Voci del dataset
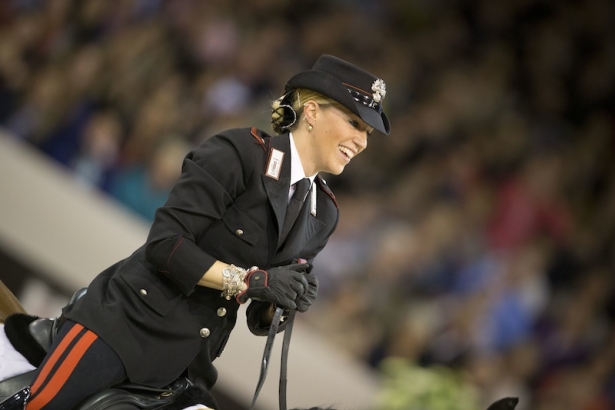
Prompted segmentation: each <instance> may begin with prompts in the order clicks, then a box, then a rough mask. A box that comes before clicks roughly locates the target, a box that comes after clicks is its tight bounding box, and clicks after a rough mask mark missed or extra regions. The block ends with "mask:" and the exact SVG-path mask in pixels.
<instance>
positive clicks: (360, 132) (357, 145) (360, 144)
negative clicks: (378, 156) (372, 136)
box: [354, 131, 367, 151]
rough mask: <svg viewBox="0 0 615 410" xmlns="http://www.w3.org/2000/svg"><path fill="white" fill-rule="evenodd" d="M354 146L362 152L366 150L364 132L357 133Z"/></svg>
mask: <svg viewBox="0 0 615 410" xmlns="http://www.w3.org/2000/svg"><path fill="white" fill-rule="evenodd" d="M354 140H355V144H357V146H358V147H359V148H360V149H361V151H363V150H364V149H365V148H367V133H366V132H361V131H358V132H357V136H356V137H355V139H354Z"/></svg>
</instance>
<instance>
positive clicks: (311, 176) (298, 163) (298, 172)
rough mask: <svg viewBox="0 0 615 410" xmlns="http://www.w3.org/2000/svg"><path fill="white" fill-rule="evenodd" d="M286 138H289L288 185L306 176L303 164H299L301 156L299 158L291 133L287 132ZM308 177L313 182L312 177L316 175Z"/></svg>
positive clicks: (291, 132)
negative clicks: (288, 176)
mask: <svg viewBox="0 0 615 410" xmlns="http://www.w3.org/2000/svg"><path fill="white" fill-rule="evenodd" d="M288 138H289V139H290V185H291V186H292V185H293V184H295V183H297V181H299V180H301V179H303V178H306V175H305V171H304V170H303V164H301V158H299V152H298V151H297V146H296V145H295V141H294V140H293V133H292V132H291V133H289V136H288ZM307 178H309V179H310V182H314V178H316V175H312V176H310V177H307Z"/></svg>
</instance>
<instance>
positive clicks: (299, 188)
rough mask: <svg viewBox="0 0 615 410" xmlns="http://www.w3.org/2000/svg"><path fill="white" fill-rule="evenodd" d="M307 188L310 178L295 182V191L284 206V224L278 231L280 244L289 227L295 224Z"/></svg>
mask: <svg viewBox="0 0 615 410" xmlns="http://www.w3.org/2000/svg"><path fill="white" fill-rule="evenodd" d="M308 189H310V180H309V179H308V178H303V179H301V180H299V181H298V182H297V183H296V184H295V193H294V194H293V196H292V198H291V199H290V203H289V204H288V208H286V216H285V217H284V225H283V226H282V232H281V233H280V241H279V243H280V244H282V243H284V241H285V240H286V237H287V236H288V233H289V232H290V228H292V226H293V225H294V224H295V221H296V220H297V216H298V215H299V211H300V210H301V206H302V205H303V200H304V199H305V196H306V195H307V191H308Z"/></svg>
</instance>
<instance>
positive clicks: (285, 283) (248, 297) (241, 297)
mask: <svg viewBox="0 0 615 410" xmlns="http://www.w3.org/2000/svg"><path fill="white" fill-rule="evenodd" d="M309 267H310V265H309V264H308V263H294V264H291V265H286V266H278V267H275V268H271V269H269V270H268V271H265V270H262V269H260V270H254V271H250V272H248V274H247V275H246V278H245V282H246V284H247V286H248V287H247V289H246V290H244V291H243V292H241V293H240V294H239V295H238V296H237V301H238V302H239V303H242V304H243V303H245V302H247V301H248V299H253V300H265V301H269V302H273V303H275V304H276V305H277V306H281V307H284V308H288V309H297V303H296V300H297V298H301V297H302V296H303V295H304V294H305V292H306V291H307V290H308V289H309V288H310V284H309V282H308V280H307V278H306V274H305V272H306V271H307V270H308V269H309ZM302 303H303V302H302ZM310 304H311V303H310Z"/></svg>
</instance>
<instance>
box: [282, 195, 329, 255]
mask: <svg viewBox="0 0 615 410" xmlns="http://www.w3.org/2000/svg"><path fill="white" fill-rule="evenodd" d="M311 189H318V187H316V186H314V184H312V188H311ZM312 200H313V196H312V195H311V194H308V196H307V198H306V200H305V203H304V204H303V207H302V208H301V212H300V213H299V216H298V217H297V221H296V222H295V225H294V226H293V228H292V229H291V230H290V232H289V233H288V237H287V238H286V241H284V243H283V244H282V246H281V248H280V249H278V252H277V253H276V255H275V257H274V259H273V261H272V264H273V265H280V264H286V263H291V262H292V259H294V258H295V257H301V255H300V254H299V253H300V252H301V250H302V249H303V248H304V247H305V245H306V244H307V243H308V242H309V241H310V239H312V238H313V237H314V236H315V235H316V234H317V233H318V231H320V230H321V229H322V228H323V227H324V226H325V222H324V221H321V220H319V219H318V218H317V217H315V216H313V215H312V214H311V213H310V208H311V201H312ZM304 256H305V255H304Z"/></svg>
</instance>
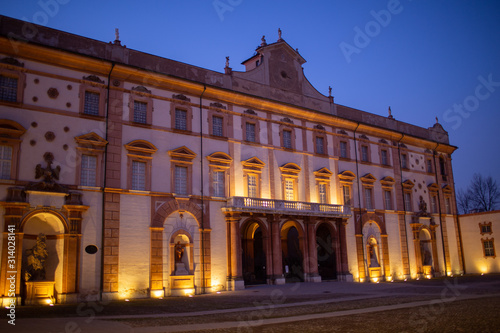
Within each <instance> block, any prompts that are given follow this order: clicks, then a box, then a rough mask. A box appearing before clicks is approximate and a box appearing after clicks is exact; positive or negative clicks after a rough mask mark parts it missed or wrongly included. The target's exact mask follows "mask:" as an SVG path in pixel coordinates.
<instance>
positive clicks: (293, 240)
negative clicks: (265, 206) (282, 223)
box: [281, 221, 304, 282]
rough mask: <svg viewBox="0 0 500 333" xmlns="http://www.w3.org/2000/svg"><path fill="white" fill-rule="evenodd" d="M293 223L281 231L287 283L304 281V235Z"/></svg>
mask: <svg viewBox="0 0 500 333" xmlns="http://www.w3.org/2000/svg"><path fill="white" fill-rule="evenodd" d="M298 228H300V226H299V225H298V224H297V223H295V222H292V221H289V222H286V223H285V224H284V225H283V227H282V229H281V250H282V252H283V274H284V275H285V279H286V282H298V281H301V282H303V281H304V266H303V262H304V255H303V244H302V243H303V233H302V229H300V230H299V229H298Z"/></svg>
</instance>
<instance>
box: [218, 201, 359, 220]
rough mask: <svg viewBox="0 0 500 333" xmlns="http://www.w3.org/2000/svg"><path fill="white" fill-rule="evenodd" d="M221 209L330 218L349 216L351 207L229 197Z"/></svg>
mask: <svg viewBox="0 0 500 333" xmlns="http://www.w3.org/2000/svg"><path fill="white" fill-rule="evenodd" d="M222 210H223V211H224V212H244V213H269V214H284V215H298V216H316V217H332V218H349V217H351V208H350V207H349V206H344V205H331V204H323V203H315V202H301V201H287V200H274V199H261V198H248V197H231V198H229V199H228V200H227V205H226V207H224V208H223V209H222Z"/></svg>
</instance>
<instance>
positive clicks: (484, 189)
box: [457, 173, 500, 214]
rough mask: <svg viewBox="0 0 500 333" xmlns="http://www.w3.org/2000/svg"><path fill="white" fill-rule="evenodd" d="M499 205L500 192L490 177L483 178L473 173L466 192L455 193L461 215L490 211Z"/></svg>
mask: <svg viewBox="0 0 500 333" xmlns="http://www.w3.org/2000/svg"><path fill="white" fill-rule="evenodd" d="M499 203H500V190H499V188H498V185H497V183H496V181H495V180H494V179H493V178H491V176H488V177H487V178H484V177H483V176H482V175H480V174H477V173H475V174H474V175H473V176H472V181H471V183H470V185H469V187H468V188H467V190H466V191H463V190H459V191H458V193H457V204H458V207H459V209H460V211H461V212H462V214H467V213H469V212H470V211H477V212H488V211H492V210H495V208H496V206H497V205H498V204H499Z"/></svg>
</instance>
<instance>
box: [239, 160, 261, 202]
mask: <svg viewBox="0 0 500 333" xmlns="http://www.w3.org/2000/svg"><path fill="white" fill-rule="evenodd" d="M241 163H242V165H243V184H244V195H245V196H246V197H249V198H260V197H261V175H262V169H264V167H265V163H264V162H262V161H261V160H260V159H259V158H257V157H251V158H249V159H247V160H245V161H242V162H241Z"/></svg>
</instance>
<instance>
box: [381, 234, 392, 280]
mask: <svg viewBox="0 0 500 333" xmlns="http://www.w3.org/2000/svg"><path fill="white" fill-rule="evenodd" d="M380 240H381V242H382V244H381V246H382V259H383V261H384V275H385V279H386V280H388V277H391V279H392V276H391V262H390V261H389V244H388V241H387V234H385V235H380Z"/></svg>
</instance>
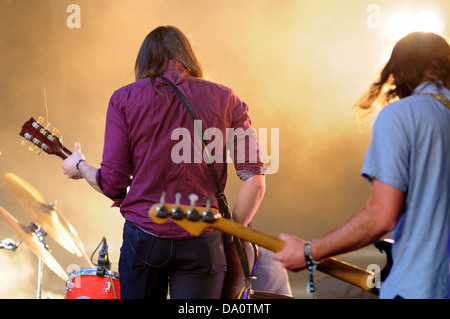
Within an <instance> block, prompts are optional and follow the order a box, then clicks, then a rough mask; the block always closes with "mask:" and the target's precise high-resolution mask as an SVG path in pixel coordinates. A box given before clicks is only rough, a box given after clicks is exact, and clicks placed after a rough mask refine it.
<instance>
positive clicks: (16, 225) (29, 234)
mask: <svg viewBox="0 0 450 319" xmlns="http://www.w3.org/2000/svg"><path fill="white" fill-rule="evenodd" d="M0 220H1V221H2V222H3V223H4V224H5V225H6V226H7V227H8V228H9V229H10V230H11V231H12V232H13V233H14V235H16V236H17V237H18V238H19V239H20V240H21V241H22V243H24V244H25V245H26V246H27V247H28V248H30V250H31V251H32V252H33V253H34V254H35V255H36V256H38V257H39V258H40V259H41V260H42V261H43V262H44V263H45V264H46V265H47V266H48V267H49V268H50V269H51V270H52V271H53V272H54V273H55V274H57V275H58V276H59V277H60V278H61V279H62V280H64V281H67V279H69V276H68V275H67V273H66V272H65V271H64V269H62V268H61V266H60V265H59V264H58V262H57V261H56V260H55V258H53V256H52V254H51V253H50V252H49V251H48V250H47V248H46V247H45V245H44V243H42V242H41V241H40V240H39V238H38V236H37V235H36V233H35V232H34V231H32V230H31V229H29V228H28V227H26V226H24V225H22V224H21V223H19V222H18V221H17V219H15V218H14V217H13V216H12V215H11V214H10V213H8V212H7V211H6V210H5V209H3V208H2V207H0Z"/></svg>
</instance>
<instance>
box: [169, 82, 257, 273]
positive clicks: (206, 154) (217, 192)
mask: <svg viewBox="0 0 450 319" xmlns="http://www.w3.org/2000/svg"><path fill="white" fill-rule="evenodd" d="M162 79H163V80H164V82H166V83H167V84H168V85H169V86H171V87H172V89H173V90H174V91H175V93H176V94H177V95H178V97H179V99H180V100H181V102H182V103H183V105H184V106H185V107H186V109H187V111H188V113H189V114H190V116H191V117H192V119H193V120H194V121H195V120H198V117H197V115H196V114H195V112H194V110H193V108H192V106H191V105H190V103H189V101H188V100H187V99H186V97H185V96H184V95H183V93H181V92H180V90H179V89H178V88H177V87H176V85H175V84H174V83H173V82H171V81H170V80H169V79H167V78H165V77H162ZM194 128H195V127H194ZM199 133H201V135H200V136H203V132H199ZM202 144H203V149H204V150H205V151H206V152H205V154H206V156H207V157H208V168H209V170H210V171H211V173H212V175H213V178H214V182H215V184H216V188H217V193H216V194H215V196H216V198H217V202H218V204H219V210H220V212H221V213H222V214H223V216H224V217H225V218H227V219H232V216H231V213H230V207H229V206H228V201H227V197H226V195H225V192H224V190H223V187H222V185H221V184H220V181H219V178H218V176H217V172H216V170H215V169H214V166H213V164H212V161H211V158H210V156H211V155H210V152H209V150H208V148H207V146H206V143H205V141H204V140H203V138H202ZM232 240H233V241H234V243H235V246H236V250H237V253H238V256H239V260H240V262H241V265H242V268H243V271H244V275H245V278H246V279H247V280H248V281H249V280H250V273H249V265H248V261H247V258H246V257H245V254H244V250H243V248H242V244H241V241H240V239H239V238H238V237H236V236H231V235H227V241H228V242H231V241H232Z"/></svg>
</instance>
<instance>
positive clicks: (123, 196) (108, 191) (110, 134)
mask: <svg viewBox="0 0 450 319" xmlns="http://www.w3.org/2000/svg"><path fill="white" fill-rule="evenodd" d="M131 176H132V156H131V151H130V142H129V138H128V130H127V125H126V120H125V113H124V110H123V109H122V108H121V107H120V96H118V95H117V94H114V95H113V96H112V97H111V99H110V102H109V105H108V111H107V115H106V126H105V140H104V149H103V159H102V163H101V166H100V169H99V170H98V171H97V175H96V179H97V184H98V186H99V187H100V189H101V191H102V192H103V194H104V195H105V196H107V197H109V198H110V199H112V200H113V201H114V204H113V206H116V207H118V206H120V204H121V203H122V201H123V199H124V197H125V195H126V194H127V187H128V186H129V185H130V183H131Z"/></svg>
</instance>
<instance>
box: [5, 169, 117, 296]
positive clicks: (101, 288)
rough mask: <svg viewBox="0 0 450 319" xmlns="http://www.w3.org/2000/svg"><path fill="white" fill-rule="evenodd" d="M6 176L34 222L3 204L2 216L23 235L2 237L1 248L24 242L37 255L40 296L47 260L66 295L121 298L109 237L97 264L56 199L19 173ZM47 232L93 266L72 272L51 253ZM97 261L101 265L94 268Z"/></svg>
mask: <svg viewBox="0 0 450 319" xmlns="http://www.w3.org/2000/svg"><path fill="white" fill-rule="evenodd" d="M4 179H5V183H6V186H7V187H8V189H9V190H10V191H11V192H12V193H13V195H14V197H15V198H16V200H17V201H18V202H19V204H20V205H21V206H22V208H24V210H25V211H26V212H27V213H28V214H29V215H30V216H31V218H32V222H31V223H30V225H29V226H25V225H23V224H21V223H20V222H19V221H18V220H17V219H16V218H14V216H12V215H11V214H10V213H9V212H7V211H6V210H5V209H3V208H2V207H0V220H1V221H2V222H3V224H4V225H5V226H6V227H8V228H9V230H11V231H12V232H13V233H14V235H15V236H17V237H18V238H19V242H18V243H15V242H14V241H13V240H12V239H10V238H6V239H4V240H2V241H0V249H7V250H10V251H13V252H15V251H16V250H17V249H18V248H19V246H20V245H21V244H22V243H23V244H25V246H27V247H28V248H29V249H30V250H31V252H33V254H34V255H36V256H37V260H38V275H37V293H36V299H40V298H41V287H42V277H43V276H42V274H43V265H44V264H45V265H47V266H48V268H50V270H52V271H53V272H54V273H55V274H56V275H57V276H58V277H60V278H61V279H62V280H64V281H66V295H65V299H120V285H119V274H118V273H115V272H112V271H111V270H110V262H109V257H108V246H107V244H106V239H105V238H104V237H103V240H102V243H103V247H102V249H101V251H100V252H99V258H98V264H94V263H93V262H92V261H91V259H92V257H91V258H89V257H88V255H87V254H86V251H85V249H84V246H83V243H82V242H81V240H80V239H79V236H78V234H77V232H76V230H75V228H74V227H73V225H72V224H71V223H70V222H68V221H67V219H66V218H65V217H64V216H63V214H61V212H59V211H58V210H57V208H56V207H55V206H56V202H53V203H51V202H50V201H48V200H47V199H46V198H45V197H44V196H43V195H42V194H41V193H40V192H39V191H38V190H37V189H36V188H34V187H33V186H32V185H31V184H29V183H28V182H27V181H25V180H23V179H22V178H20V177H19V176H17V175H15V174H12V173H8V174H6V175H5V176H4ZM47 235H49V236H50V237H52V238H53V239H54V240H55V241H56V242H57V243H58V244H60V245H61V246H62V247H63V248H64V249H65V250H67V251H68V252H70V253H72V254H75V255H77V256H79V257H82V258H84V259H85V261H86V262H87V263H88V265H89V268H84V269H78V270H74V271H73V272H72V273H71V274H70V276H68V275H67V273H66V272H65V271H64V269H63V268H62V267H61V266H60V265H59V263H58V262H57V261H56V259H55V258H54V257H53V256H52V254H51V253H50V250H49V248H48V245H47V244H46V243H45V237H46V236H47ZM99 247H100V245H99ZM99 247H97V249H98V248H99ZM97 249H96V250H97ZM94 265H95V266H96V267H97V268H92V267H93V266H94Z"/></svg>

_Il tuo obiettivo_:
Di' quante righe delle voci del dataset contengono la parola "approximate", rispondendo soltanto con il numero.

_Risposta al problema_:
1